## [TO BE DONE]
Set out every line of the material below as a Markdown table with columns Row and Line, numbering the rows and leaving out any blank lines.

## [INFORMATION GIVEN]
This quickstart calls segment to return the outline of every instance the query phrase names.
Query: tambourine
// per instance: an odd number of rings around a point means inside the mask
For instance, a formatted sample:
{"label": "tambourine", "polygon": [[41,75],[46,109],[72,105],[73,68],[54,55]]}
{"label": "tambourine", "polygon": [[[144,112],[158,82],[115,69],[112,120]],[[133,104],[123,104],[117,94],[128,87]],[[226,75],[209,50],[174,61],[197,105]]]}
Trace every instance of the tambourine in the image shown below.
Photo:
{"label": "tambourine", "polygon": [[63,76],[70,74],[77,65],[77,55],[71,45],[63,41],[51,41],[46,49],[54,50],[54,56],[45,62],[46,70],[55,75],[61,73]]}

## [WRITTEN ANSWER]
| Row | Line |
|---|---|
| 1 | This quickstart calls segment to return the outline of every instance the query phrase names. |
| 2 | Query: tambourine |
| 3 | // per instance: an odd number of rings around a point means inside the mask |
| 4 | For instance, a formatted sample: |
| 5 | {"label": "tambourine", "polygon": [[41,75],[46,109],[72,105],[73,68],[54,55]]} |
| 6 | {"label": "tambourine", "polygon": [[[144,112],[158,82],[115,69],[112,120]],[[133,104],[123,104],[117,94],[128,87]],[[226,75],[209,50],[174,61],[197,105]]]} |
| 7 | Trace every instance of the tambourine in the image shown below. |
| 8 | Photo: |
| 9 | {"label": "tambourine", "polygon": [[63,76],[70,74],[77,65],[77,55],[71,45],[63,41],[51,41],[46,49],[54,50],[54,56],[45,62],[46,70],[55,75],[61,73]]} |